----- Excerpted passage

The Government has enhanced the Independent School Bursary Scheme to provide greater assistance to students from lower to middle income families, and help ensure that Independent Schools like HCI continue to be affordable for all. However, this is only part of the picture. Independent schools can do a lot to encourage inclusiveness.

It is good that Hwa Chong Institution works with primary school principals to encourage talented Primary 5 and 6 children to join the Hwa Chong IP, regardless of their financial background. Hwa Chong also invited the Chinese Development Assistance Council (CDAC) to nominate primary school children from lower-income families to participate in its Junior Science Experiential Camp. Let us continue to reach out to children from diverse backgrounds.

\Beyond inclusiveness in admissions and programming, Hwa Chong’s commitment to admitting and educating good students regardless of their background is a good example of our meritocratic system, which has served Singapore well over the years. Your alumnus Arturo Neo has a challenging financial situation at home, but thrived in the nurturing learning environment and opportunities provided by Hwa Chong. As the President of the Students’ Council, he improved students’ welfare, and sought to positively impact the lives of others. He excelled in the 2013 A-Level Examinations and was recently awarded the President’s Scholarship. I met Arturo and his family and I could see the mark of the Hwa Chong education in him. He wants to be a doctor to serve others. It is an example of how we create a virtuous cycle - that we provide opportunities for everyone, groom our students to be the best they can be, with the right values and the strong commitment to serve. This is how we keep Singapore successful. And the school motto - 自强不息 (ceaseless quest for excellence) put into practice, is what we hope to continue seeing.

----------
----- Dataset excerpts

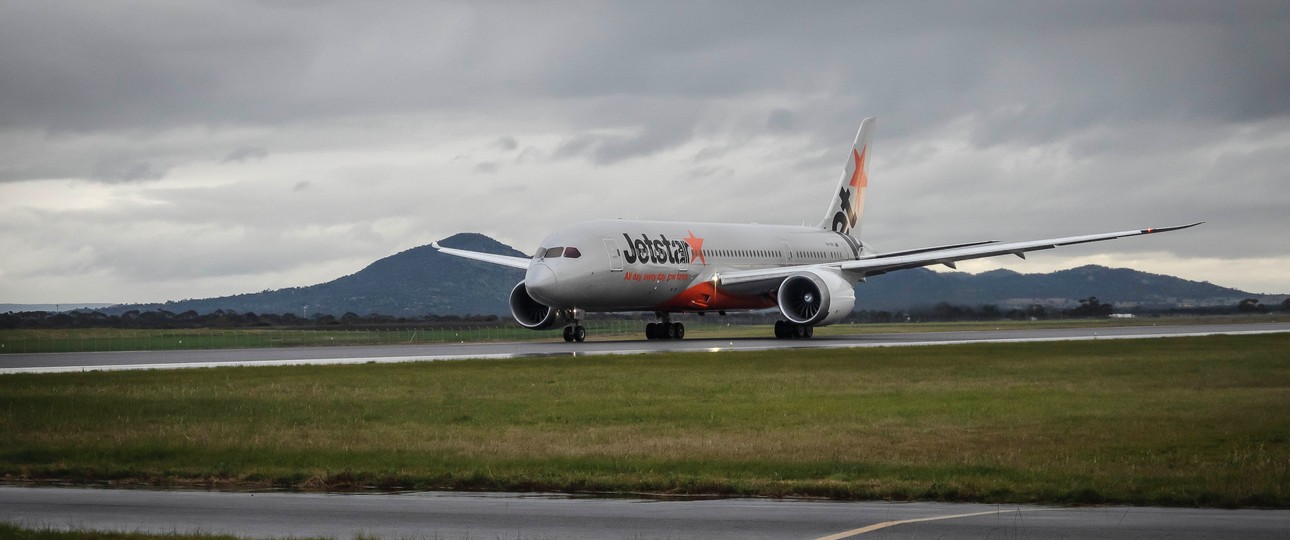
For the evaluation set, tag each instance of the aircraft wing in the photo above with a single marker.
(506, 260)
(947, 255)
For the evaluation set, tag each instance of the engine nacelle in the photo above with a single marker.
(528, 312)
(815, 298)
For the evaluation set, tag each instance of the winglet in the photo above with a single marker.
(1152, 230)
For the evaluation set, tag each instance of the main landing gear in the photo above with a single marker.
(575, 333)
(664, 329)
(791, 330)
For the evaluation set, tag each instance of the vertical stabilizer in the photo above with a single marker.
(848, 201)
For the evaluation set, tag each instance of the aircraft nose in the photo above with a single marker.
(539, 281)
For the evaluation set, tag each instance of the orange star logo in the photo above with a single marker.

----------
----- Dataset excerpts

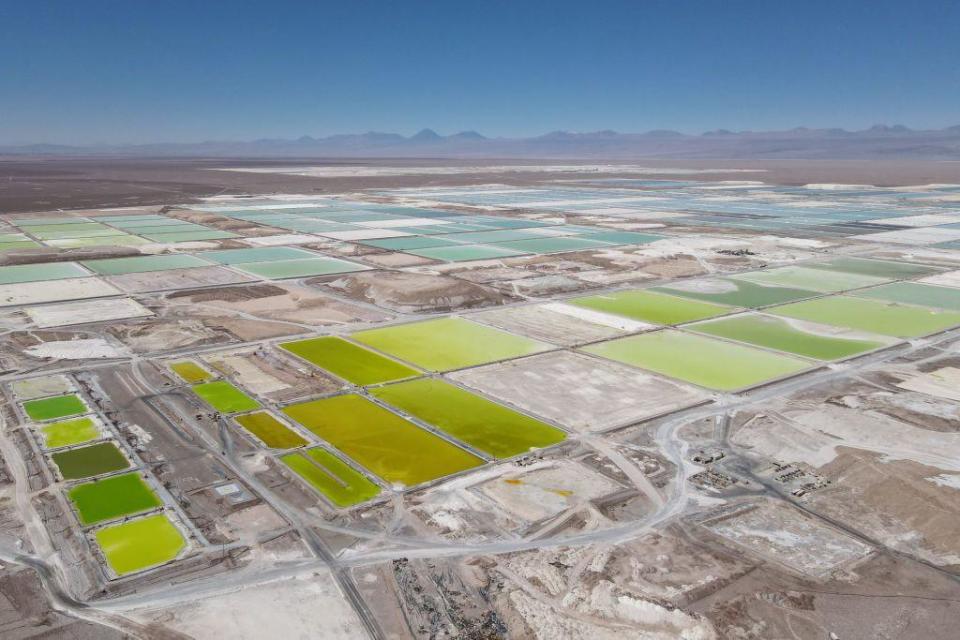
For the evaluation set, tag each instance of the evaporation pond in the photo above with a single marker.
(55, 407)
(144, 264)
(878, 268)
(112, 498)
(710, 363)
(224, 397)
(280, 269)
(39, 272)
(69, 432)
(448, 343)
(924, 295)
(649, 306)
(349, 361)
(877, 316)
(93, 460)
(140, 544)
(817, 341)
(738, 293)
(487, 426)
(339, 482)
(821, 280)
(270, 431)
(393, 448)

----------
----- Dataset excerpts

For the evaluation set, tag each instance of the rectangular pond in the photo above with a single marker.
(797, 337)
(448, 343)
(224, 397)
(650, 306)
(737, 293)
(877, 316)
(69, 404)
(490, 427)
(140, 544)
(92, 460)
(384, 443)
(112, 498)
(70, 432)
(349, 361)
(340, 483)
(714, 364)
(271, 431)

----------

**Parts of the exercise**
1. In the Hwa Chong passage, which organization did Hwa Chong invite to nominate primary school children from lower-income families for its Junior Science Experiential Camp?
2. How would you sum up the Hwa Chong passage in two sentences?
3. Can you reproduce the Hwa Chong passage from "The Government has" up to and including "from diverse backgrounds."?

**Answers**
1. The Chinese Development Assistance Council (CDAC).

2. The Government has enhanced the Independent School Bursary Scheme, and Hwa Chong Institution encourages inclusiveness by reaching out to talented primary school children regardless of their financial background. Hwa Chong's commitment to educating good students of any background is a good example of Singapore's meritocratic system, shown by alumnus Arturo Neo, who overcame a challenging financial situation to excel in the 2013 A-Level Examinations and receive the President's Scholarship.

3.
The Government has enhanced the Independent School Bursary Scheme to provide greater assistance to students from lower to middle income families, and help ensure that Independent Schools like HCI continue to be affordable for all. However, this is only part of the picture. Independent schools can do a lot to encourage inclusiveness.

It is good that Hwa Chong Institution works with primary school principals to encourage talented Primary 5 and 6 children to join the Hwa Chong IP, regardless of their financial background. Hwa Chong also invited the Chinese Development Assistance Council (CDAC) to nominate primary school children from lower-income families to participate in its Junior Science Experiential Camp. Let us continue to reach out to children from diverse backgrounds.